** Begin **

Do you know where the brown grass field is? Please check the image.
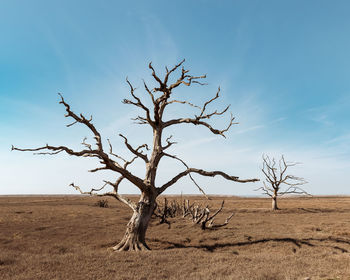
[0,196,350,280]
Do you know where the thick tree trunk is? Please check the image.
[272,195,279,210]
[113,190,156,251]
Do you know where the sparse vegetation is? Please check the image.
[0,196,350,280]
[95,199,108,208]
[153,198,233,230]
[12,60,259,251]
[257,155,309,211]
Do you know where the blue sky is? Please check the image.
[0,0,350,195]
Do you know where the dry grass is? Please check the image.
[0,196,350,280]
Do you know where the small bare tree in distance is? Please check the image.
[257,155,308,210]
[12,60,258,251]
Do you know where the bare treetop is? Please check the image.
[257,155,308,210]
[12,60,258,250]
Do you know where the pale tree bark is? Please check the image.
[12,60,258,251]
[256,155,310,211]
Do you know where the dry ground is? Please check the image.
[0,196,350,280]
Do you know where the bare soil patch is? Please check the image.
[0,196,350,280]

** End **

- [Goal of the exercise]: Rewrite the items from the line that has "Do you know where the dry ground" through the last item, replacing "dry ground" with "parched earth" and leaving everything else unchanged.

- [Result of this task]:
Do you know where the parched earth is? Please check the image.
[0,196,350,280]
Do you know where the bare soil patch is? Please check the image.
[0,196,350,280]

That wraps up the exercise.